### Task directions
Give back exactly the lines from the line that contains "Wildlife-tally tagging: find every instance of the snow on bus" to the last line of the listing below, inclusive, and no others.

### The records
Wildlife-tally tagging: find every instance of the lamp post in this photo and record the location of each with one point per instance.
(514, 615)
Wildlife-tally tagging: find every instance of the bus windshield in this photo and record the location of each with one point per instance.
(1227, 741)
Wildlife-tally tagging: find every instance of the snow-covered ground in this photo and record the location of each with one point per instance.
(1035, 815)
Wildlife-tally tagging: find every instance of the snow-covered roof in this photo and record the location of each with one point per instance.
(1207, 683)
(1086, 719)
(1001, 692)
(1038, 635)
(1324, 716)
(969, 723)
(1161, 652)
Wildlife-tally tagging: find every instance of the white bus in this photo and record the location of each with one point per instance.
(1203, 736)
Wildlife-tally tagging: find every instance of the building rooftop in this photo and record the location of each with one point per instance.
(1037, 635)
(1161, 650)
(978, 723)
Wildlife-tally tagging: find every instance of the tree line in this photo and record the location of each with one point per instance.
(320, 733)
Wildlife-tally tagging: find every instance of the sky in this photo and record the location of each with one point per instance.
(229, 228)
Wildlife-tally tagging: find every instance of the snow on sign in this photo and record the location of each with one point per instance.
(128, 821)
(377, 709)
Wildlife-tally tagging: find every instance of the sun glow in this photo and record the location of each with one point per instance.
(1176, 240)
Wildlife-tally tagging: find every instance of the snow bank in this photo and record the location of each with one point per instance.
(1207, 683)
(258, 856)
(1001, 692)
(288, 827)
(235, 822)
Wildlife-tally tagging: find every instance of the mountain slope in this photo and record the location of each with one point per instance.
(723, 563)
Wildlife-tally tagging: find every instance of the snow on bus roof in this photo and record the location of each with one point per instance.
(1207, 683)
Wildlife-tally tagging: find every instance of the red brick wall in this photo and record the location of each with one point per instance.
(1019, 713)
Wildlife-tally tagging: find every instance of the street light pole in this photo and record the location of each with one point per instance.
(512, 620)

### Task answer
Wildlife-tally tagging: find every instance of the snow on bus roof in this photo and record the location of each with one point per instance.
(1207, 683)
Wildlife-tally tagging: find every instance of the red brick wall in this photo and record the location of each with one point per instance.
(1019, 713)
Wildlife-tally tagging: find every instance of the street light pole in this photo and record the location of each with one point per instance.
(512, 620)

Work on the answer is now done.